▶ **BRIEF**:
The data below is to be returned in full and exactly.

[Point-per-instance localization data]
○ ○ ○ ○ ○ ○ ○

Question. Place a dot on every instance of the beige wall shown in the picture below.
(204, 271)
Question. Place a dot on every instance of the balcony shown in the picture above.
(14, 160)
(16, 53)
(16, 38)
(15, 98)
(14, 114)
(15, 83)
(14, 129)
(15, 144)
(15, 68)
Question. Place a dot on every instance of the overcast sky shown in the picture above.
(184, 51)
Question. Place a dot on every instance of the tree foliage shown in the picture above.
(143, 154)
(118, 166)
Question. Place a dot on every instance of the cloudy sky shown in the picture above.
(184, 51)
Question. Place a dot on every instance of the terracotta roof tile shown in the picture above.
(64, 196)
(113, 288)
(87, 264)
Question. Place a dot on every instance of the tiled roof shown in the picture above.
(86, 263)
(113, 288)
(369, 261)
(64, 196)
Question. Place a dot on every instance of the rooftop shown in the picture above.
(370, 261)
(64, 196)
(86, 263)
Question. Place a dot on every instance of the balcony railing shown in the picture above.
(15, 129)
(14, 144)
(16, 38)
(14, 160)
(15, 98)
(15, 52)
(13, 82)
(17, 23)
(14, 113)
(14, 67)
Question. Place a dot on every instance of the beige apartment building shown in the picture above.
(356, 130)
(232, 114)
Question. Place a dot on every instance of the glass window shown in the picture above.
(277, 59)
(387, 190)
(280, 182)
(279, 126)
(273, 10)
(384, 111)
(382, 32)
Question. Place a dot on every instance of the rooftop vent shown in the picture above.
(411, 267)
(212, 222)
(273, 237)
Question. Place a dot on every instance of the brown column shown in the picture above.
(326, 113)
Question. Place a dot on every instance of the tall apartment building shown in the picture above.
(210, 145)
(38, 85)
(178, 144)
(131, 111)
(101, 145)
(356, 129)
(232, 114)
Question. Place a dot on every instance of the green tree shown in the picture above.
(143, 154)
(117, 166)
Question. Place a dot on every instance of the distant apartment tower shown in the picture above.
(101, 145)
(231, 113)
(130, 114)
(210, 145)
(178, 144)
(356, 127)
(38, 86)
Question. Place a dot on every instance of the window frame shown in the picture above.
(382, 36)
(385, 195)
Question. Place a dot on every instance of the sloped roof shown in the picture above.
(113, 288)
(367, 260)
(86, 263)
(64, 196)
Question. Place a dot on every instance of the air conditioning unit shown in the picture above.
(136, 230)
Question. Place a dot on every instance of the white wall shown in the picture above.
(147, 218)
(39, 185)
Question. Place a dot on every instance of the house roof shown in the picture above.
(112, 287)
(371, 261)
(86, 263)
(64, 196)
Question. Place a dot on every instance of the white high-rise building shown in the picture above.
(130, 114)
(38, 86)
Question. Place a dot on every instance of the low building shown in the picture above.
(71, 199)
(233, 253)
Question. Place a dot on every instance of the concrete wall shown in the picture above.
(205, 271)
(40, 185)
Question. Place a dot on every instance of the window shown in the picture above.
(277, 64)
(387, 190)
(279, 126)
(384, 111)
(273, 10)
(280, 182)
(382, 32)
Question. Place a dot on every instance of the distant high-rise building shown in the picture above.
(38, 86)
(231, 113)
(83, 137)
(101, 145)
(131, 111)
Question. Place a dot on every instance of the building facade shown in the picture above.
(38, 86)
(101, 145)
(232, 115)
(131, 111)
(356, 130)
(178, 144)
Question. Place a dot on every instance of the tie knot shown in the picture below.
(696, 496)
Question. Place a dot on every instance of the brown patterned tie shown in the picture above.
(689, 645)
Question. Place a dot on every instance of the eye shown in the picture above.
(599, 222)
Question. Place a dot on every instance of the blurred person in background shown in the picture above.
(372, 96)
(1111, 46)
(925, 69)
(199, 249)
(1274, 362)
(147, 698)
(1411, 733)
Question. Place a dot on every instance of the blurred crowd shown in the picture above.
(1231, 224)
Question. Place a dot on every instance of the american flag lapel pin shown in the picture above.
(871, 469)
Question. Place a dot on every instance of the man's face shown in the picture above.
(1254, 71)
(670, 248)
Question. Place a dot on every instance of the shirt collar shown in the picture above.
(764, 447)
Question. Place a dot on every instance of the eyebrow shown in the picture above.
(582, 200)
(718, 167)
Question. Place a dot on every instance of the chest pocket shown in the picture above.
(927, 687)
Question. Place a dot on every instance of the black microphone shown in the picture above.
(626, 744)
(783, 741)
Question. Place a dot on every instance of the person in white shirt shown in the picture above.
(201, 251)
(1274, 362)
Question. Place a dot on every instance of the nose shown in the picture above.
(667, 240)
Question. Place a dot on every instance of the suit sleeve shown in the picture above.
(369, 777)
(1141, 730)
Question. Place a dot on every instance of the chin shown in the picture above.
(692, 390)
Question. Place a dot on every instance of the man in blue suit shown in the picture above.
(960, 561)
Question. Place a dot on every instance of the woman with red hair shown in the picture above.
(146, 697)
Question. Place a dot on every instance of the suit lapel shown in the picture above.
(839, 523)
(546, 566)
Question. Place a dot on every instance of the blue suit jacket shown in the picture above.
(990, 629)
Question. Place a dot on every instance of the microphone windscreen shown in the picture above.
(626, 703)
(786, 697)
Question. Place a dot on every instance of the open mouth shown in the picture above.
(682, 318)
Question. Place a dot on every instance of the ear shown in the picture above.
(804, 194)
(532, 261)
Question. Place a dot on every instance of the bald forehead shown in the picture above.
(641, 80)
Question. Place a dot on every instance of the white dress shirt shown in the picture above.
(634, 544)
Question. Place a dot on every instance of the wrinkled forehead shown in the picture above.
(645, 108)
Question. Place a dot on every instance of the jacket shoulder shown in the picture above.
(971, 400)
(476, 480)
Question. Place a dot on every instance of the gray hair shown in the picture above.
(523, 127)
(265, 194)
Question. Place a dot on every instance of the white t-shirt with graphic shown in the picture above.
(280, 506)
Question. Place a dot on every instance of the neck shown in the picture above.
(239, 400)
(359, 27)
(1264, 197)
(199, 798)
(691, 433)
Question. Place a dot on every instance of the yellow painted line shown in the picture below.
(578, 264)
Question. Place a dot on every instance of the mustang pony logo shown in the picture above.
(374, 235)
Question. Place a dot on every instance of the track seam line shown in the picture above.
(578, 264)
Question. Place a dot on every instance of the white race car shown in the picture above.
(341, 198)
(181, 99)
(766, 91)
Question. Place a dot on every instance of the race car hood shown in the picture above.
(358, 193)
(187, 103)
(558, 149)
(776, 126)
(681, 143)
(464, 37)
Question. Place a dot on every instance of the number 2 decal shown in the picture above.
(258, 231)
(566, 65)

○ ○ ○ ○ ○ ○ ○

▶ **RESPONSE FOR THIS EXERCISE**:
Question. Place a dot on every instance of the beige wall shown in the picture below.
(204, 271)
Question. Place a dot on every instance of the balcony shown in the picture above.
(14, 160)
(16, 53)
(16, 38)
(15, 98)
(14, 114)
(15, 83)
(14, 129)
(15, 144)
(15, 68)
Question. Place a dot on every instance of the overcast sky shown in the picture above.
(184, 51)
Question. Place a dot on every instance of the tree foliage shown in the picture above.
(143, 154)
(118, 166)
Question. Place a dot on every instance of the cloudy sky shown in the picture above.
(184, 51)
Question. Place a dot on every instance of the terracotta roof tile shown in the picture above.
(64, 196)
(113, 288)
(87, 264)
Question. Place a dot on every instance of the tiled roof shown in the picture above.
(86, 263)
(113, 288)
(369, 261)
(64, 196)
Question. Place a dot on every instance of the rooftop shown in the picture above.
(370, 261)
(64, 196)
(86, 263)
Question. Place a dot on every instance of the balcony railing shown in the picture above.
(15, 129)
(14, 144)
(16, 38)
(14, 160)
(15, 98)
(15, 52)
(13, 82)
(17, 23)
(14, 113)
(14, 67)
Question. Place a dot on every instance of the beige apartment building shown in the picture above.
(356, 130)
(232, 114)
Question. Place a dot on every instance of the glass window shown in the picture above.
(277, 59)
(387, 190)
(280, 182)
(279, 126)
(273, 10)
(384, 111)
(382, 32)
Question. Place a dot on every instance of the rooftop vent shown in the picture above.
(411, 267)
(212, 222)
(273, 237)
Question. Place a dot on every instance of the brown column shown in the picture above.
(326, 113)
Question. Place a dot on every instance of the tall apartment building shown in the picture above.
(210, 145)
(38, 85)
(178, 144)
(131, 111)
(101, 145)
(356, 129)
(232, 114)
Question. Place a dot on every instance of the green tree shown in the picture above.
(143, 154)
(117, 166)
Question. Place a dot on every instance of the distant apartment tower shown in the picture above.
(101, 145)
(231, 113)
(130, 114)
(210, 145)
(178, 144)
(356, 127)
(38, 86)
Question. Place a dot on every instance of the window frame shown in the picture above.
(382, 36)
(385, 195)
Question. Place a dot on every instance of the sloped roof shown in the picture above.
(113, 288)
(367, 260)
(86, 263)
(64, 196)
Question. Place a dot on every instance of the air conditioning unit shown in the picture above.
(136, 230)
Question. Place a dot on every instance of the white wall shown in the picture above.
(147, 218)
(39, 185)
Question. Place a dot on every instance of the house roof shown in the picture above.
(112, 287)
(371, 261)
(86, 263)
(64, 196)
Question. Place a dot on every instance of the white high-rise building shown in the picture above.
(130, 114)
(38, 86)
Question. Place a dot on every instance of the low building shown in the picture above.
(71, 199)
(233, 253)
Question. Place a dot on every instance of the concrete wall shown in the picture above.
(205, 271)
(40, 185)
Question. Place a dot on every instance of the window shown in the picture above.
(277, 64)
(387, 190)
(279, 126)
(384, 111)
(273, 10)
(280, 182)
(382, 32)
Question. Place a dot on every instance of the distant high-rise building shown in the picture above.
(38, 86)
(231, 113)
(83, 137)
(101, 145)
(131, 111)
Question. Place a dot on every instance of the building facade shown in the picture above.
(38, 86)
(101, 145)
(232, 115)
(131, 111)
(356, 130)
(178, 144)
Question. Place a dot on every instance of the tie knot shown in the picture below.
(696, 496)
Question. Place a dot on every instance of the brown patterned tie shown in the picture above.
(689, 645)
Question. Place a dot on every instance of the eye shown in the picture above.
(599, 222)
Question. Place a dot on every instance of the blurred person in background shown in the picture above.
(372, 96)
(1111, 46)
(925, 69)
(199, 249)
(1274, 362)
(147, 698)
(1411, 733)
Question. Place a dot on every instance of the blurred crowd shown in the picture above.
(1231, 224)
Question. Place a dot on every instance of the american flag lapel pin shown in the picture above.
(871, 469)
Question. Place a dot on every instance of the man's face shown in the picture above.
(1254, 71)
(670, 248)
Question. Place a dot on every instance of the shirt collar shown in the picture above.
(764, 447)
Question. Place a dot on every instance of the eyebrow shown in the picture above.
(582, 200)
(718, 167)
Question. Place a dot on every instance of the chest pocket shown in the picture above.
(927, 687)
Question. Place a dot on every instance of the black microphone shown in the picture above.
(626, 744)
(783, 741)
Question. Place a dot on every instance of the person in white shirt shown in the picture above.
(201, 251)
(1274, 362)
Question. Place a dot on every instance of the nose shown in the picture above.
(667, 240)
Question. Place a dot on every instance of the suit sleeve shown in the picture above.
(369, 777)
(1141, 730)
Question. Place a dot on every instance of the chin shown in the picture above.
(692, 390)
Question. Place a dot on every instance of the man in blue suit shown in the picture above.
(960, 561)
Question. Place a dot on every instance of the woman with red hair shown in the picture above.
(146, 697)
Question. Place a dot on every instance of the suit lapel shown in the picture above.
(839, 523)
(546, 566)
Question. Place a dot on every instance of the blue suit jacket shown in the picture above.
(990, 629)
Question. Place a dot on every instance of the microphone windscreen shown in the picture above.
(626, 703)
(786, 697)
Question. Place a dot on every instance of the open mouth shown in the picture above.
(682, 318)
Question. Place a dot on every instance of the ear shown in the picture above.
(804, 194)
(532, 261)
Question. Place a dot on every instance of the bald forehead shown in the picture above.
(641, 80)
Question. Place a dot on every instance of the white dress shirt shown in the picture above.
(634, 544)
Question. Place a dot on every instance of the wrinkled forehead shown in the picture above.
(645, 108)
Question. Place a dot on every instance of the jacket shoulder shown in the picture above.
(971, 400)
(476, 480)
Question. Place a dot on every instance of the gray hair shown in the picture above.
(523, 127)
(265, 194)
Question. Place a dot on every instance of the white t-shirt with graphic shown in the picture above.
(280, 506)
Question. Place a dot on every instance of the neck shown in the picture above.
(239, 400)
(359, 27)
(1264, 197)
(199, 798)
(691, 433)
Question. Place a dot on every instance of the yellow painted line shown in the picture below.
(578, 264)
Question. Place a dot on every instance of the mustang pony logo shown in the picture above.
(374, 235)
Question. Place a dot on every instance of the track seam line shown in the picture above.
(578, 264)
Question. Place a dot on every instance of the white race car shown in the picture above.
(341, 198)
(181, 99)
(766, 91)
Question. Place a dot on every instance of the race car hood shown in the picture above.
(358, 193)
(187, 103)
(558, 149)
(776, 126)
(681, 143)
(464, 37)
Question. Place a dot on every instance of the number 2 decal shown in the picture above.
(258, 231)
(566, 65)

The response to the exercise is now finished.